» **Given instruction**
From the data below, pick out every line that contains the word "shadow" and copy each of those lines in full.

* begin Listing *

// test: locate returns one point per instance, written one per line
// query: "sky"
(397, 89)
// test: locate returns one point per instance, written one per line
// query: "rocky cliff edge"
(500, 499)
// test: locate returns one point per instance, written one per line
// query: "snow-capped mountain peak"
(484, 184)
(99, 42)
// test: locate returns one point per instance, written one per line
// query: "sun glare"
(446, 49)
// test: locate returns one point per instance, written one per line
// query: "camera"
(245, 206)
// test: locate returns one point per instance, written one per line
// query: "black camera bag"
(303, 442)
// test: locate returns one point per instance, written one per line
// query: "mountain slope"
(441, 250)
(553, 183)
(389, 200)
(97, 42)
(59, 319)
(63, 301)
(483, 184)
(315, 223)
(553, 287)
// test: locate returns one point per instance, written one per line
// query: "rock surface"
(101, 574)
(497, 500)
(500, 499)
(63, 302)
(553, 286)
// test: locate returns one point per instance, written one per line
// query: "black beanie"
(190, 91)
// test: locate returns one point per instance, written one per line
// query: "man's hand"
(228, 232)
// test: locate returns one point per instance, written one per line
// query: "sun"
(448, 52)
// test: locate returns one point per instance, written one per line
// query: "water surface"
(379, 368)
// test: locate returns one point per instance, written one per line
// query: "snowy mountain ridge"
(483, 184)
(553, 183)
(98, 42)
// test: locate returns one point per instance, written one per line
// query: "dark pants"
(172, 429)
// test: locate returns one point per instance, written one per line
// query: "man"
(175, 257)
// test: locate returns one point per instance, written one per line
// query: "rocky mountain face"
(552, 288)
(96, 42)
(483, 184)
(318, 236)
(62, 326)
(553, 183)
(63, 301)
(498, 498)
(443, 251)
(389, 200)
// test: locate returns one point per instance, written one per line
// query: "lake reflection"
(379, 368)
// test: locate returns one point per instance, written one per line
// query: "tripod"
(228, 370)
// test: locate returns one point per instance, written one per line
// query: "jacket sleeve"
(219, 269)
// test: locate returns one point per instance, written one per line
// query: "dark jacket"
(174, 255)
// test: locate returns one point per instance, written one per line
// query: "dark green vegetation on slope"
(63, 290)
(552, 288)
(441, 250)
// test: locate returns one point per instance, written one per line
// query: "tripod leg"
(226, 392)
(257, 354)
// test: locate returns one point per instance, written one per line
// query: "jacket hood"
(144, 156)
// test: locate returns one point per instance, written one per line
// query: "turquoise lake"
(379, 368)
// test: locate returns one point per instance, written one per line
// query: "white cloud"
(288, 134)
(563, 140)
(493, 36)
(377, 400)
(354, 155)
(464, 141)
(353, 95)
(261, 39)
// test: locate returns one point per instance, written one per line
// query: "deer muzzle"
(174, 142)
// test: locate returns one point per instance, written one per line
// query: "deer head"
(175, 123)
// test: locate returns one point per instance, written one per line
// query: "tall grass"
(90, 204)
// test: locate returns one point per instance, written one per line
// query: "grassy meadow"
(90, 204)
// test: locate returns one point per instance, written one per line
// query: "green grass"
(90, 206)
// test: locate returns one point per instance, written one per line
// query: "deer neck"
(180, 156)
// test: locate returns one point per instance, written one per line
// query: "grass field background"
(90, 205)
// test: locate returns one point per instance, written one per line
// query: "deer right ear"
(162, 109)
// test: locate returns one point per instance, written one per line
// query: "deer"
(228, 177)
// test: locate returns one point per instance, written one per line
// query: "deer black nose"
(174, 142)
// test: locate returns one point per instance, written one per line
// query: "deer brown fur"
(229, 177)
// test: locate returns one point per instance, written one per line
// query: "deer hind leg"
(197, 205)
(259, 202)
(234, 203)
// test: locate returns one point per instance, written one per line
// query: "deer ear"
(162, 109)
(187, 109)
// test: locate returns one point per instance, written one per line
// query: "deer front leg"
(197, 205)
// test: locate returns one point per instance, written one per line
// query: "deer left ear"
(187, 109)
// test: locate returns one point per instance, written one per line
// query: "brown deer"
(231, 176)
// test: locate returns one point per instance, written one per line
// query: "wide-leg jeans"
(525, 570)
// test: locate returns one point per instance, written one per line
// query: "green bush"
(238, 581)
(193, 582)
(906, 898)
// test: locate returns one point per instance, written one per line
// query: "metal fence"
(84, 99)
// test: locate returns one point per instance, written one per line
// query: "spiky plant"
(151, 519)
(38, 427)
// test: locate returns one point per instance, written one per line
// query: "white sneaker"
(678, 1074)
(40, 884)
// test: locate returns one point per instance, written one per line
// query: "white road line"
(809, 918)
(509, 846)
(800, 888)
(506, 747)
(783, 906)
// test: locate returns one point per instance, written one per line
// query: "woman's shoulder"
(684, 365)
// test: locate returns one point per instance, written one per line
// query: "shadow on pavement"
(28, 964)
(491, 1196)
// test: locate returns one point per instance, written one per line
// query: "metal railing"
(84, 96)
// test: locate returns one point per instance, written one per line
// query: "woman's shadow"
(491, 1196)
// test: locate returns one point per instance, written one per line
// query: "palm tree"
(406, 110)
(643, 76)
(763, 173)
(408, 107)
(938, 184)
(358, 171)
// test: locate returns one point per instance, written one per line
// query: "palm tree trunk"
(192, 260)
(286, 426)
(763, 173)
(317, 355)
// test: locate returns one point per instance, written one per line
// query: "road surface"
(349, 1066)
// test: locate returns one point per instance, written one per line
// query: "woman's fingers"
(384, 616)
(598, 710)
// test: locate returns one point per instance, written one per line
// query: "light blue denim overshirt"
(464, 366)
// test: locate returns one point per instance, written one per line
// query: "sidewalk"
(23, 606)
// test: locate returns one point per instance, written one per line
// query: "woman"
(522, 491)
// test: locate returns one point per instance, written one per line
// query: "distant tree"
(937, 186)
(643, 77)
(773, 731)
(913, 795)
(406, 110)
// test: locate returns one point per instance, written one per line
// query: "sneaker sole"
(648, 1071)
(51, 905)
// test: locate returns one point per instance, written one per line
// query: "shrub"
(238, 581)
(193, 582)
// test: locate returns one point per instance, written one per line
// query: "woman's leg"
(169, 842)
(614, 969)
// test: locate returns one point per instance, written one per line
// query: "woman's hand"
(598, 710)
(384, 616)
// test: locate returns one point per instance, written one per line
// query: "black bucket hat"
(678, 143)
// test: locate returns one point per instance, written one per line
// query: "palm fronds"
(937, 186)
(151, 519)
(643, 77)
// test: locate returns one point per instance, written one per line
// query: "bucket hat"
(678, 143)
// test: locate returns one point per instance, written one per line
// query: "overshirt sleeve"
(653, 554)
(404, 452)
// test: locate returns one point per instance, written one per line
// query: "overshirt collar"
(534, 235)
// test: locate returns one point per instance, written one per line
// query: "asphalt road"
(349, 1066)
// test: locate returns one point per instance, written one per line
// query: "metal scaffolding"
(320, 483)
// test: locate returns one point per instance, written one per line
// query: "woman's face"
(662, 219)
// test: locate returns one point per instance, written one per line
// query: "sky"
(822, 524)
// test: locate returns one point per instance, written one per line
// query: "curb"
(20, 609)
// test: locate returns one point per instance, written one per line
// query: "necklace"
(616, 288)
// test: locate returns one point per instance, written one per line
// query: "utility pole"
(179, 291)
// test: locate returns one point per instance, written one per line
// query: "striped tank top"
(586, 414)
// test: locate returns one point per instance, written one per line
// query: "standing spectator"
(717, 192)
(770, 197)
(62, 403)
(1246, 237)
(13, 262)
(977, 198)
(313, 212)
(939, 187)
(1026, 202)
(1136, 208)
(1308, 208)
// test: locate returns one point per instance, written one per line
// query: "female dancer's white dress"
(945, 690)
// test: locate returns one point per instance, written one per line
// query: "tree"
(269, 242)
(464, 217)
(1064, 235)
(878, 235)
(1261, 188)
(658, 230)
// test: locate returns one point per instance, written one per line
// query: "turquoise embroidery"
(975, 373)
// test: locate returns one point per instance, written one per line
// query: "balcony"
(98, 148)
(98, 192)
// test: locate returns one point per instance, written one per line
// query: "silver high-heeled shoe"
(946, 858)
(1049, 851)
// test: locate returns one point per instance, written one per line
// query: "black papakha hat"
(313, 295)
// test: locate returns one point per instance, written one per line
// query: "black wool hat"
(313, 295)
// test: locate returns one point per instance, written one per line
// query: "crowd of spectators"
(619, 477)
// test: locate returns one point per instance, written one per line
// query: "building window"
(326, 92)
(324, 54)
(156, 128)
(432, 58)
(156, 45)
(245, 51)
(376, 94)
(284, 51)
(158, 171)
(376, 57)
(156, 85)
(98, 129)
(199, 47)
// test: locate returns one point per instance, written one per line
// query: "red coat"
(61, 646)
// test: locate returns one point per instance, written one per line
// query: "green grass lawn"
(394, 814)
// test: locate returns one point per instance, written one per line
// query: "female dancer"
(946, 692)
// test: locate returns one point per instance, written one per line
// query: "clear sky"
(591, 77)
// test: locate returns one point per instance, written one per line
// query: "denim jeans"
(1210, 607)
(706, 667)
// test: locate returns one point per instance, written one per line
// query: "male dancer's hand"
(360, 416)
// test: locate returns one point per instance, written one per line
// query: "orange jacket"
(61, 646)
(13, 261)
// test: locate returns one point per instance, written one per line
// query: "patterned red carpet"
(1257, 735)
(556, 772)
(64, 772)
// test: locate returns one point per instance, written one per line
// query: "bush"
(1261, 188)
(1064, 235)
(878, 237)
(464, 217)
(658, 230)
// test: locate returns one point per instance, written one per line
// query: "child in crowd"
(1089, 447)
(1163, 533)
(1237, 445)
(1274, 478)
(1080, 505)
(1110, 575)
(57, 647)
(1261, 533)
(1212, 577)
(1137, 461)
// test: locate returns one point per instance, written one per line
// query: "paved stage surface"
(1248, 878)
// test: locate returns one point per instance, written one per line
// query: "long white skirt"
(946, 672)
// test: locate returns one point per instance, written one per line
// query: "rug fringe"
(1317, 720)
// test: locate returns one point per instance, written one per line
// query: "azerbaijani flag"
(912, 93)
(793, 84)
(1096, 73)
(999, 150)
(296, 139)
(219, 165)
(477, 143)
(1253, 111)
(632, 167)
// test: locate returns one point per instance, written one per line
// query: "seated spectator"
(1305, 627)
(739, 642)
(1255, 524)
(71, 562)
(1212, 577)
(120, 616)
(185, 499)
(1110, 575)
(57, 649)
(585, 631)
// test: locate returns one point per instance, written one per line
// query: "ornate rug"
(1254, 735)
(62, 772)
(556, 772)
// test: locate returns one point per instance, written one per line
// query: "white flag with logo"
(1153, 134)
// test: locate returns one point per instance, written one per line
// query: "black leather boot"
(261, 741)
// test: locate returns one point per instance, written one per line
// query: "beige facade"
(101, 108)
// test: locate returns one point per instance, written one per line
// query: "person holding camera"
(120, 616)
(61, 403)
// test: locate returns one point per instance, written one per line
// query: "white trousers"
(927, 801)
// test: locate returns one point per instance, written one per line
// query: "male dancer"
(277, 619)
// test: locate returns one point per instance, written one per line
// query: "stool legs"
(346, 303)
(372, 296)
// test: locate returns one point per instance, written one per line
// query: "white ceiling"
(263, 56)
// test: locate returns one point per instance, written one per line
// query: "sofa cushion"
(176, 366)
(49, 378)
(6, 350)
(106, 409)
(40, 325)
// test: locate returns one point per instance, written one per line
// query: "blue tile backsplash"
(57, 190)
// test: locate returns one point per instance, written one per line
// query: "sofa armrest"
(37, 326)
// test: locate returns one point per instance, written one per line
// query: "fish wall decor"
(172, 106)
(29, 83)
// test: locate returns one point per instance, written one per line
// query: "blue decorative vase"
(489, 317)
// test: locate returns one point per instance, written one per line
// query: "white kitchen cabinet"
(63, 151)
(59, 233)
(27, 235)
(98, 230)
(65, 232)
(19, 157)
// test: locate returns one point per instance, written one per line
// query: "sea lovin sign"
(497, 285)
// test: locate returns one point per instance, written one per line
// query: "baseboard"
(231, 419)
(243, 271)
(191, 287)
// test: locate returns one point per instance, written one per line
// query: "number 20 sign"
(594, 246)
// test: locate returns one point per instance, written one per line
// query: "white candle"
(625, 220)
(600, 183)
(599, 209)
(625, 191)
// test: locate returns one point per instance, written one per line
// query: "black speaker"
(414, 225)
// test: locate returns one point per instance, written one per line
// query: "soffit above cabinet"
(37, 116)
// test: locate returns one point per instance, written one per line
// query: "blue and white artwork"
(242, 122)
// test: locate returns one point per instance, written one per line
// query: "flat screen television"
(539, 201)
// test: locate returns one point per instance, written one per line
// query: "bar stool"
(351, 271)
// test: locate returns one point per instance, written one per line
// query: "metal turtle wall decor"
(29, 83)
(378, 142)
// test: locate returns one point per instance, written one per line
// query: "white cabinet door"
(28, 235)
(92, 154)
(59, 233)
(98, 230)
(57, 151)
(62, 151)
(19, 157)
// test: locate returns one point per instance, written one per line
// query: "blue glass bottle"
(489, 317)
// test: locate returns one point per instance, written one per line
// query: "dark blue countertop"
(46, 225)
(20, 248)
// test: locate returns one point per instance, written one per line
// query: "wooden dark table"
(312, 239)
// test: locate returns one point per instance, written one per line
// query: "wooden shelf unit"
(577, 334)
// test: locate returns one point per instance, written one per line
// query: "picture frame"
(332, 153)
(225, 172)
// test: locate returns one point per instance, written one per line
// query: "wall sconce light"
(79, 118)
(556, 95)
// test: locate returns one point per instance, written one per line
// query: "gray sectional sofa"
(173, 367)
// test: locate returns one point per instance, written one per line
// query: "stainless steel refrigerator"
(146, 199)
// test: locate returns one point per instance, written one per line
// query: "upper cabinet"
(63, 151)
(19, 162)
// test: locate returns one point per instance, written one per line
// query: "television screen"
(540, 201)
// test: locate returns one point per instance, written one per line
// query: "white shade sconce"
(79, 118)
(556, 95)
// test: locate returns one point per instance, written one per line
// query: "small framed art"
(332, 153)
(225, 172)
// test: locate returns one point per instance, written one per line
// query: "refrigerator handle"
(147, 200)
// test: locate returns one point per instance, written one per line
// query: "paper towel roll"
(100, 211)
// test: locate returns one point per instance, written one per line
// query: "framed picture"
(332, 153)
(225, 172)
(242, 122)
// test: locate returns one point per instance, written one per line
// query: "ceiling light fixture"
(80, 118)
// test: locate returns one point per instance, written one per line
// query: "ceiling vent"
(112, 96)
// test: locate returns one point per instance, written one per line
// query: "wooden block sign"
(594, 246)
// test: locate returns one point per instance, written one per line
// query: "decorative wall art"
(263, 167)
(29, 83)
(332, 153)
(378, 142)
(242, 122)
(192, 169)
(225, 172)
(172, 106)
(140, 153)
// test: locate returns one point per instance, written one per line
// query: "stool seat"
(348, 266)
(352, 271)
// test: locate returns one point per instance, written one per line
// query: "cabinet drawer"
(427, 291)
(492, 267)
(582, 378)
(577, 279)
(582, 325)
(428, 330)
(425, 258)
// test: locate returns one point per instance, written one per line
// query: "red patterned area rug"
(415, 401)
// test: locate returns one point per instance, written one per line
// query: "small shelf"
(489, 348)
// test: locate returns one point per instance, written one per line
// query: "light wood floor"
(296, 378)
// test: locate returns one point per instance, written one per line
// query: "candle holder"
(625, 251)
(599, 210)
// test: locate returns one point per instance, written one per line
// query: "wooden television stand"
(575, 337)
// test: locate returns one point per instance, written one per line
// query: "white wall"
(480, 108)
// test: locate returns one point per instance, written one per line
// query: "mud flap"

* end Listing *

» **Solution to the problem**
// query: "shadow on pavement"
// query: "woman's shadow"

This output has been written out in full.